SOURCE DATA:
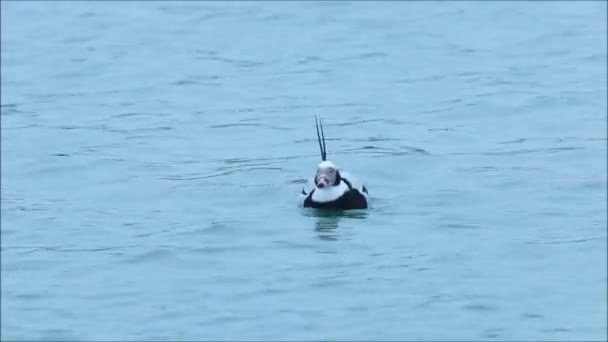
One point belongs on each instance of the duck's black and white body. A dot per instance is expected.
(332, 188)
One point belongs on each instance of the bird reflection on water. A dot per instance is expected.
(328, 221)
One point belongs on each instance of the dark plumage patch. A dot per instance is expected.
(352, 199)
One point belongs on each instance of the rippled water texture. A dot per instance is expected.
(152, 153)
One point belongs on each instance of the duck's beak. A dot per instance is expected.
(322, 180)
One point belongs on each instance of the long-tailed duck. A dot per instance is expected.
(332, 188)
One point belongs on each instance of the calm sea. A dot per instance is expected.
(152, 153)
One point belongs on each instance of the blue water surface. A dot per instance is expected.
(152, 154)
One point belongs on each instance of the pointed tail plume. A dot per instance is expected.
(321, 138)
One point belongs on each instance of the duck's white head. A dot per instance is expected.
(327, 175)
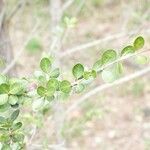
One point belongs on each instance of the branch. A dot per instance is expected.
(106, 86)
(98, 41)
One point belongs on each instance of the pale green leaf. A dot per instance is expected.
(13, 99)
(128, 50)
(3, 99)
(78, 71)
(45, 65)
(65, 86)
(139, 43)
(109, 56)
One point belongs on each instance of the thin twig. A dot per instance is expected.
(97, 42)
(106, 86)
(116, 61)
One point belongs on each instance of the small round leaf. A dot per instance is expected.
(12, 99)
(78, 71)
(45, 65)
(3, 99)
(41, 91)
(14, 115)
(139, 42)
(127, 50)
(65, 86)
(109, 56)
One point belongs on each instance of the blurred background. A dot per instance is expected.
(79, 31)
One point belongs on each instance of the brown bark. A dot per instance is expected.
(6, 52)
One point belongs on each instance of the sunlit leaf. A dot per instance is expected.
(37, 104)
(34, 45)
(41, 91)
(78, 71)
(97, 65)
(14, 115)
(53, 83)
(2, 120)
(141, 60)
(79, 88)
(128, 50)
(3, 79)
(16, 88)
(55, 73)
(65, 86)
(139, 43)
(108, 76)
(4, 88)
(45, 65)
(17, 126)
(3, 99)
(87, 75)
(13, 99)
(109, 56)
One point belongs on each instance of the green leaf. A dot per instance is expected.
(87, 75)
(127, 50)
(4, 107)
(113, 73)
(14, 115)
(141, 60)
(53, 83)
(93, 73)
(98, 64)
(4, 88)
(17, 126)
(139, 43)
(13, 99)
(34, 45)
(2, 120)
(3, 99)
(79, 88)
(65, 86)
(41, 91)
(55, 73)
(109, 56)
(45, 65)
(37, 104)
(16, 88)
(3, 79)
(78, 71)
(50, 91)
(19, 137)
(108, 76)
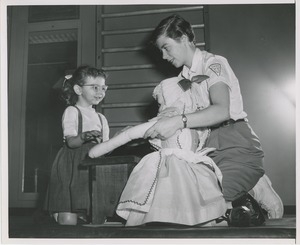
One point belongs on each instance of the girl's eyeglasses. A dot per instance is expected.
(96, 88)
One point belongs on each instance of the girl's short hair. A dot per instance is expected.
(173, 27)
(79, 77)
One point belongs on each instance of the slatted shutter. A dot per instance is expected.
(134, 68)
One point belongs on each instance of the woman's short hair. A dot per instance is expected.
(173, 27)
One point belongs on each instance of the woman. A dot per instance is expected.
(239, 154)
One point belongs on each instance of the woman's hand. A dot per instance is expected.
(168, 112)
(164, 128)
(122, 130)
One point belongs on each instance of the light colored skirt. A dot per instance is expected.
(173, 186)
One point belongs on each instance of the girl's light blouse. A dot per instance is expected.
(90, 121)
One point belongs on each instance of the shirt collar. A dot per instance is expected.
(196, 65)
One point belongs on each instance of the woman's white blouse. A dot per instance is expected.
(218, 70)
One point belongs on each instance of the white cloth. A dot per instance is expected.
(90, 121)
(218, 70)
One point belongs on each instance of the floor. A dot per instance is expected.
(27, 226)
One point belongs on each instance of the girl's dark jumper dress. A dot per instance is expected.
(69, 185)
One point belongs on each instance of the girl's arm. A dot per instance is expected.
(77, 141)
(216, 113)
(124, 137)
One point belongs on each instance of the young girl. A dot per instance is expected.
(68, 192)
(176, 184)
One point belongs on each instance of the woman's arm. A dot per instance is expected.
(77, 141)
(216, 113)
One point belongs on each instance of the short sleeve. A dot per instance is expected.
(70, 122)
(105, 127)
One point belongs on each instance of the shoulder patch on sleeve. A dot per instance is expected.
(216, 68)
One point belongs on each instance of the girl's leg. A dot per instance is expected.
(126, 136)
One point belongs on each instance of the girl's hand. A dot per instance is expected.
(122, 130)
(164, 128)
(168, 112)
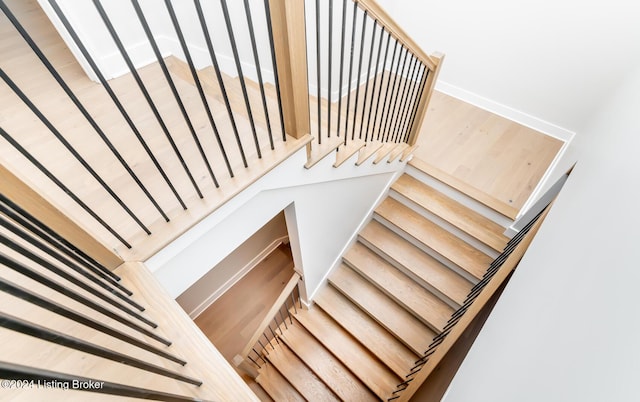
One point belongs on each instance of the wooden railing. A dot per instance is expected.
(53, 265)
(60, 305)
(274, 321)
(462, 318)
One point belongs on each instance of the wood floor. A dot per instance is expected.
(495, 156)
(22, 66)
(232, 319)
(397, 288)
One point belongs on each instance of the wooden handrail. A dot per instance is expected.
(286, 292)
(23, 194)
(459, 329)
(384, 19)
(289, 41)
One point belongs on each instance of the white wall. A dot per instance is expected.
(324, 208)
(87, 23)
(546, 63)
(567, 326)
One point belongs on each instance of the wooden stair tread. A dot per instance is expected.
(326, 367)
(368, 151)
(384, 152)
(420, 302)
(347, 151)
(320, 151)
(299, 375)
(408, 329)
(441, 241)
(480, 196)
(373, 373)
(415, 261)
(277, 386)
(460, 216)
(372, 335)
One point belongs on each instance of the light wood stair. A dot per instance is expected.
(393, 293)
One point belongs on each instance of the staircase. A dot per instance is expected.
(410, 269)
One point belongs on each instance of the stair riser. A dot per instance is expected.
(410, 274)
(467, 238)
(460, 197)
(451, 265)
(394, 298)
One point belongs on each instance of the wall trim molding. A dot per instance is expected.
(237, 276)
(505, 111)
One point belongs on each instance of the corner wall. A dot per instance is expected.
(324, 209)
(566, 327)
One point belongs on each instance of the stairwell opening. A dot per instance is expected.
(230, 301)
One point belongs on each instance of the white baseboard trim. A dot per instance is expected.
(505, 111)
(239, 275)
(537, 192)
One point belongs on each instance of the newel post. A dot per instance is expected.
(289, 37)
(423, 106)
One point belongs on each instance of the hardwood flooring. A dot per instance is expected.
(494, 155)
(232, 319)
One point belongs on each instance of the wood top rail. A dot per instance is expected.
(458, 330)
(293, 282)
(383, 18)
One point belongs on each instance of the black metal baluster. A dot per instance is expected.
(384, 64)
(38, 300)
(30, 222)
(275, 67)
(273, 333)
(225, 96)
(330, 50)
(80, 106)
(18, 267)
(145, 92)
(115, 100)
(373, 87)
(403, 97)
(243, 86)
(256, 59)
(412, 99)
(70, 148)
(353, 37)
(344, 21)
(355, 108)
(366, 88)
(72, 279)
(172, 86)
(421, 93)
(49, 251)
(49, 335)
(64, 188)
(318, 73)
(396, 96)
(13, 371)
(385, 106)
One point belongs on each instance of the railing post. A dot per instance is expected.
(24, 196)
(288, 22)
(425, 98)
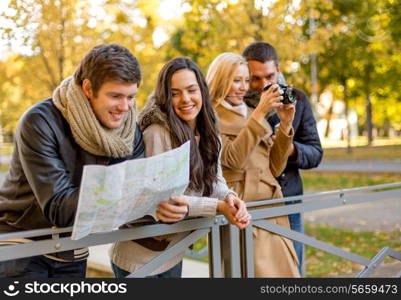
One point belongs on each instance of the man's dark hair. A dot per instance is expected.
(108, 62)
(260, 51)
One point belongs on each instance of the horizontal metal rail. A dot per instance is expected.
(56, 242)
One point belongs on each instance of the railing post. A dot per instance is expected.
(214, 252)
(247, 252)
(231, 251)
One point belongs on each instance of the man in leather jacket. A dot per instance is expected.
(307, 151)
(90, 119)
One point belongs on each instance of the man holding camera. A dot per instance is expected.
(306, 151)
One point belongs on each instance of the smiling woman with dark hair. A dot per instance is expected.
(181, 111)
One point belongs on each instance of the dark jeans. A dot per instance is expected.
(174, 272)
(296, 224)
(41, 267)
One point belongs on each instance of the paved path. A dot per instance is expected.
(367, 166)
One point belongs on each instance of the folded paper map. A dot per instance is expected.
(111, 196)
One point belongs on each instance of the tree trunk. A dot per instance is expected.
(369, 123)
(346, 102)
(328, 119)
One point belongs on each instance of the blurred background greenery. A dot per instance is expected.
(346, 54)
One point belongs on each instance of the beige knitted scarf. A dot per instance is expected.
(87, 131)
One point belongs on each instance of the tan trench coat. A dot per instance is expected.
(251, 161)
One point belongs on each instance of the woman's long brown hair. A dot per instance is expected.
(203, 159)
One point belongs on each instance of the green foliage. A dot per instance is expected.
(317, 181)
(357, 45)
(366, 244)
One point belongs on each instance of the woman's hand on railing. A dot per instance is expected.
(239, 205)
(230, 213)
(172, 212)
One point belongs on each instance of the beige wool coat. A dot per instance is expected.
(251, 161)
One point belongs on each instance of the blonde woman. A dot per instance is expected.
(250, 158)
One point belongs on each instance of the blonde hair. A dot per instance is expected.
(220, 75)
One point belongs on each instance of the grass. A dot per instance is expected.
(366, 244)
(328, 181)
(361, 141)
(322, 264)
(386, 153)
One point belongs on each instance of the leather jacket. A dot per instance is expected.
(41, 189)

EXERCISE: Repeat exactly, and only, the lines from the one containing "One point belongs on each instance of the man holding" through the end of the material.

SOLUTION FOR THIS EXERCISE:
One point belongs on each instance of the man holding camera. A dot per instance is expected.
(306, 151)
One point belongs on each instance of the smiling woman with dark hair. A dot per instance is expected.
(181, 111)
One point belongs on each instance of the dark jeans. A dot per instance is expected.
(174, 272)
(296, 224)
(41, 267)
One point belongs on each instance of the paved path. A dot per instance is expected.
(367, 166)
One point belongs on each instance of the folded paper map. A dot per instance is expected.
(111, 196)
One point belongs on each instance of the tree trunk. A dot per instance is expected.
(369, 123)
(346, 102)
(328, 119)
One point belongs on each instance of the blurred background greenery. A dot per instance is expected.
(346, 54)
One point belongs on each instance of the beige knitted scarf. A dot per instance is expected.
(87, 131)
One point belongs on each instance of the tan trench coat. A dot per instance is expected.
(251, 161)
One point belongs on each instance of the woman's long brown hair. A dot per instance is expected.
(203, 159)
One point belongs on each instance of the green foliage. A dot per instance is expected.
(317, 181)
(357, 45)
(366, 244)
One point belongs on each instance of the woman's hand on railing. A dot per instance is expected.
(239, 205)
(230, 213)
(172, 212)
One point belongs on each instance of the beige wool coat. A dot per instance is expected.
(251, 161)
One point belongs on each instance of the blonde woman. A dot per instance is expected.
(250, 158)
One point belongs on each instance of the blonde hair. A dot per instance is expected.
(220, 75)
One point belongs on each instance of the grass. A dot per instance is expected.
(366, 244)
(328, 181)
(361, 141)
(322, 264)
(386, 153)
One point belongs on each instance of the leather jacket. A dot per instance is expected.
(41, 189)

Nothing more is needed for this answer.